Segment Start: Source information

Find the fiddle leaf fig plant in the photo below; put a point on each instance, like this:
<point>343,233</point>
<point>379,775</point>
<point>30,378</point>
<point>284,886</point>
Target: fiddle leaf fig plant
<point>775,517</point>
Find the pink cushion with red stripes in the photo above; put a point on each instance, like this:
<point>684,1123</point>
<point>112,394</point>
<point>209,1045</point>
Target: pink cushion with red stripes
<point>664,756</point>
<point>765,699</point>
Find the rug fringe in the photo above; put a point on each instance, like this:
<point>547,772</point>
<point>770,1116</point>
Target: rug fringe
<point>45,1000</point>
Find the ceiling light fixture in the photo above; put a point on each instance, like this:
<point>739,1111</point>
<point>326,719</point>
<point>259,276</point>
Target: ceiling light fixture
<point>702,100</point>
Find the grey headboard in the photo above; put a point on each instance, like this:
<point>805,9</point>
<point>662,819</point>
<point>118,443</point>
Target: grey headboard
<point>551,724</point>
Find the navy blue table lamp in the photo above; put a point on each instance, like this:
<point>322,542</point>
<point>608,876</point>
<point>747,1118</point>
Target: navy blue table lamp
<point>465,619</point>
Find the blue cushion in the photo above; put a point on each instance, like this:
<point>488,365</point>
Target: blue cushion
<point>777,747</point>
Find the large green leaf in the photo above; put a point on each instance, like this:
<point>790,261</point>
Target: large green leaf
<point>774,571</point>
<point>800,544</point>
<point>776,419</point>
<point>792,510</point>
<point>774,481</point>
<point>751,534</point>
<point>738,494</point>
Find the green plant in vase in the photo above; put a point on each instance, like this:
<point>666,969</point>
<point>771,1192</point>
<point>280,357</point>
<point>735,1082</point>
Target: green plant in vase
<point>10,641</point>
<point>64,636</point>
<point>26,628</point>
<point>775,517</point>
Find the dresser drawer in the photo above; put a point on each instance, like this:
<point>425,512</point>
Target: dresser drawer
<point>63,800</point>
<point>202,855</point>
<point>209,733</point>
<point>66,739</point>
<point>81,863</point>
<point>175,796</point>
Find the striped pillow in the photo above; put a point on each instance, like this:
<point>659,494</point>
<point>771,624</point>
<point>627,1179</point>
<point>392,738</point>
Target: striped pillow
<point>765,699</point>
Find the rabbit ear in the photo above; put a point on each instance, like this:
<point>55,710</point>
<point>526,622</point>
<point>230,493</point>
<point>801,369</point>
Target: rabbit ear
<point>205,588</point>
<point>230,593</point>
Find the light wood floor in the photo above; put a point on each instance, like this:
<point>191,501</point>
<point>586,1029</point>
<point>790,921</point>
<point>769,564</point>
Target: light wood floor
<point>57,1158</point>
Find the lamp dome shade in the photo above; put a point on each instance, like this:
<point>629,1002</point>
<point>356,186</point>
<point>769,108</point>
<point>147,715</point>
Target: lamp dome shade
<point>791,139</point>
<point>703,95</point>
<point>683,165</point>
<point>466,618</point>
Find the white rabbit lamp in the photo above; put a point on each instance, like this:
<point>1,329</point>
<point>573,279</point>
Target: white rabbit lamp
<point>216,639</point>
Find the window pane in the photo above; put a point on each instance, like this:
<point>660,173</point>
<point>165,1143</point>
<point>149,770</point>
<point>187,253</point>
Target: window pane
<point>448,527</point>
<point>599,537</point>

Segment End: Source information
Segment Start: Source information

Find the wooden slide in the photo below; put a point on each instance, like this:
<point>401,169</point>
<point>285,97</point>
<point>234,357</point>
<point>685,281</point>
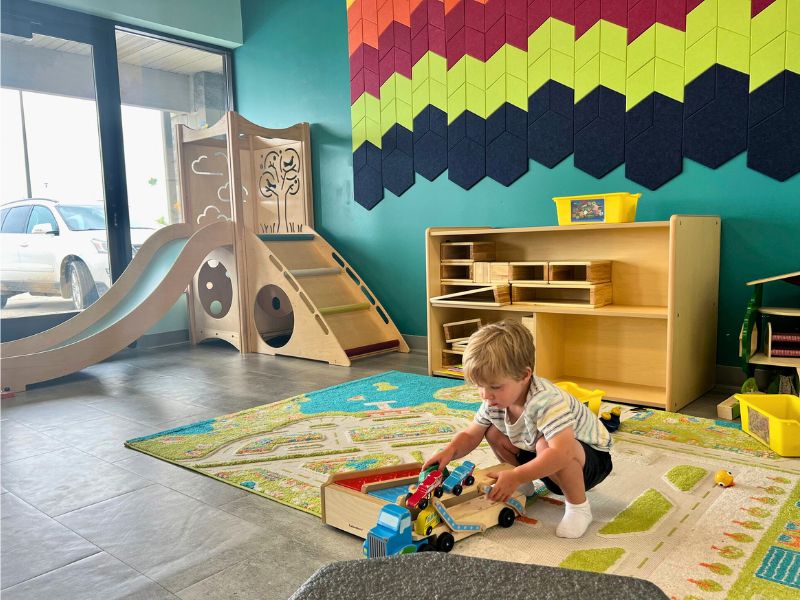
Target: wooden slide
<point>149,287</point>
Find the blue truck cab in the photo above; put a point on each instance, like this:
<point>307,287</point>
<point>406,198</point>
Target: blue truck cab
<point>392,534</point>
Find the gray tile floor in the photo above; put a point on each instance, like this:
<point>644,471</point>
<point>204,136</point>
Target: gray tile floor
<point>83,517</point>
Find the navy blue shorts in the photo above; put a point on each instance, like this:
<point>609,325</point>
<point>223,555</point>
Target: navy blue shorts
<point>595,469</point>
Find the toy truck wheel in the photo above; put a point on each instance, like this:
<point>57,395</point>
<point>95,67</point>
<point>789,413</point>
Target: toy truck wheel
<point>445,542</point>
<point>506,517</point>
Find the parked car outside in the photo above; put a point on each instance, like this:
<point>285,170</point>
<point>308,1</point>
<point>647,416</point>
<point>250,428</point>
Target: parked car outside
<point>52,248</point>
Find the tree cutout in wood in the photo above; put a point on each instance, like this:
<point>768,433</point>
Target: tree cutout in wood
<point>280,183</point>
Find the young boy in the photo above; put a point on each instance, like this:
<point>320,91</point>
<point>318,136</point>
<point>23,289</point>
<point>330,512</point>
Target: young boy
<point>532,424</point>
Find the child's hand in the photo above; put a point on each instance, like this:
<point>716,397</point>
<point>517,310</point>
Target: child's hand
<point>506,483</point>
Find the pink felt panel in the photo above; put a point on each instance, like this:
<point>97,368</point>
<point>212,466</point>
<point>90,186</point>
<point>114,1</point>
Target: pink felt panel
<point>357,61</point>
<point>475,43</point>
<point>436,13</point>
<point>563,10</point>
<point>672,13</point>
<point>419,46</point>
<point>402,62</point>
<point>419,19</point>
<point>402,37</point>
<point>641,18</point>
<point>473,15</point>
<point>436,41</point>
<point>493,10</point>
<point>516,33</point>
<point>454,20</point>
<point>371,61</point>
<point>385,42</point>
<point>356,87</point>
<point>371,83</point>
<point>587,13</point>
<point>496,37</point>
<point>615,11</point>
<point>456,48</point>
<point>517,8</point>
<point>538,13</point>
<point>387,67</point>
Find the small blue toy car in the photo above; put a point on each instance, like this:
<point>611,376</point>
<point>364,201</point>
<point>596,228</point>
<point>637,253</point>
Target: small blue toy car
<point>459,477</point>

Segment End: Source information
Segment Start: Source information

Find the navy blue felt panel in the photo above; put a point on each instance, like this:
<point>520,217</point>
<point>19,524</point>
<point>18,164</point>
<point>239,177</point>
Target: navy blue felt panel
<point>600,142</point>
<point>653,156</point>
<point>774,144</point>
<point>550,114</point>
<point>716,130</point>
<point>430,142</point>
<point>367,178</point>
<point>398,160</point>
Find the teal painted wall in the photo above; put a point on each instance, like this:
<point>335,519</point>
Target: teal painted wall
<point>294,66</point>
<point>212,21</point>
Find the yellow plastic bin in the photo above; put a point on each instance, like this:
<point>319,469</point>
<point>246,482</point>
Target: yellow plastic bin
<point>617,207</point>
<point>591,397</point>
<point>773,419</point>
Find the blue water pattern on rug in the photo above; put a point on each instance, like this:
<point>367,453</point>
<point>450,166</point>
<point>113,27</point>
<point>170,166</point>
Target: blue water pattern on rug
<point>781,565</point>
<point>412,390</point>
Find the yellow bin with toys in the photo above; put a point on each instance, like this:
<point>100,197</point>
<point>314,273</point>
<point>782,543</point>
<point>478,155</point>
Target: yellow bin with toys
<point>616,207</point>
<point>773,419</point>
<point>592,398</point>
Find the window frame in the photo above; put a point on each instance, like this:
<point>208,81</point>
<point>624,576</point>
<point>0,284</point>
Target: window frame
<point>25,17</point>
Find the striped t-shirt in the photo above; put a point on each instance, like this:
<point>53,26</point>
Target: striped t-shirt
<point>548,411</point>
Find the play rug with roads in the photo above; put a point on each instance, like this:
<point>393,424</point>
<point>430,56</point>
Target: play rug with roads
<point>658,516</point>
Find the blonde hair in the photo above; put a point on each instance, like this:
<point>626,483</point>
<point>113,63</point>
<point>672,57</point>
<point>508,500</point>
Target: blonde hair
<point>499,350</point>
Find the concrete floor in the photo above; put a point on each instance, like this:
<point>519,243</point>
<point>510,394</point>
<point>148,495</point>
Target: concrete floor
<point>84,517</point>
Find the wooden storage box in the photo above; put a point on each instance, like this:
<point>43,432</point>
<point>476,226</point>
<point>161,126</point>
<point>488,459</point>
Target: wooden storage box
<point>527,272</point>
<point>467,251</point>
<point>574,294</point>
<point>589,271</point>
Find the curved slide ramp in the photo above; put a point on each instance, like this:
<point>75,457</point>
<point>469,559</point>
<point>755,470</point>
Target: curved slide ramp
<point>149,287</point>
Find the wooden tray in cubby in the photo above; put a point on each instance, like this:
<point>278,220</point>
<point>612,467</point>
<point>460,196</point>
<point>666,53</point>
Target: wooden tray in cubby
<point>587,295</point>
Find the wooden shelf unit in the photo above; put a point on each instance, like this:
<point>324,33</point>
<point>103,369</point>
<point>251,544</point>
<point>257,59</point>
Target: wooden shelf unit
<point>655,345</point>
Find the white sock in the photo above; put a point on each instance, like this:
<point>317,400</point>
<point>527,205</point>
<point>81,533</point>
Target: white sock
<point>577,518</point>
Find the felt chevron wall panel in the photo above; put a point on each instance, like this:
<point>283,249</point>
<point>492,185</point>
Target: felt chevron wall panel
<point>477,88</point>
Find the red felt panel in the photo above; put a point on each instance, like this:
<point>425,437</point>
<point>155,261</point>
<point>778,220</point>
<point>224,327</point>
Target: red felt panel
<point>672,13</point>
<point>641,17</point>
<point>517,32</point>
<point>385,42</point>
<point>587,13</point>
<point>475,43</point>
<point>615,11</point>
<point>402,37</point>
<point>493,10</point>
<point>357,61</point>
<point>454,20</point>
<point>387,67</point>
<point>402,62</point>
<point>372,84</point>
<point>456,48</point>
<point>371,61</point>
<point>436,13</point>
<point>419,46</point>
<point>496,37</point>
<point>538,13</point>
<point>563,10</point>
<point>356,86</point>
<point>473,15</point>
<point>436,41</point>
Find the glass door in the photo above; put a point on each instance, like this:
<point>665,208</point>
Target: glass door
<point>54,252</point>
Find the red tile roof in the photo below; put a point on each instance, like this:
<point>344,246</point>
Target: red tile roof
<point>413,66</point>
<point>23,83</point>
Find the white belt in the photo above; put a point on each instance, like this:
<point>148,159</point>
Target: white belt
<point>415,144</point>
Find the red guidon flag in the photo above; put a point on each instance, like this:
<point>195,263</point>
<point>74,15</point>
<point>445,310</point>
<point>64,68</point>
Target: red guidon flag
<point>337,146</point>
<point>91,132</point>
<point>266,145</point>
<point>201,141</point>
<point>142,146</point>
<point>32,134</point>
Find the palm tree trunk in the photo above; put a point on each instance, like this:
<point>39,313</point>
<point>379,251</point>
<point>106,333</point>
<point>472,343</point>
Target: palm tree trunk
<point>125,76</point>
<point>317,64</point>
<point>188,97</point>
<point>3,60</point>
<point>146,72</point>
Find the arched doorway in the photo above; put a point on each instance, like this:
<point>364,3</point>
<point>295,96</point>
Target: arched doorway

Segment End: Source information

* **Problem requirements**:
Among the entries above, the line containing "Target: parked car outside", the line containing "<point>318,136</point>", and all lines between them are to be restated word for word; nothing else belongs in the reply.

* **Answer to the exercise**:
Target: parked car outside
<point>52,248</point>
Find the tree cutout in wood in the photo above; put a point on each instance, like this:
<point>768,433</point>
Target: tree cutout in wood
<point>280,183</point>
Find the young boy in the photo above; put a point on each instance, like this:
<point>320,91</point>
<point>318,136</point>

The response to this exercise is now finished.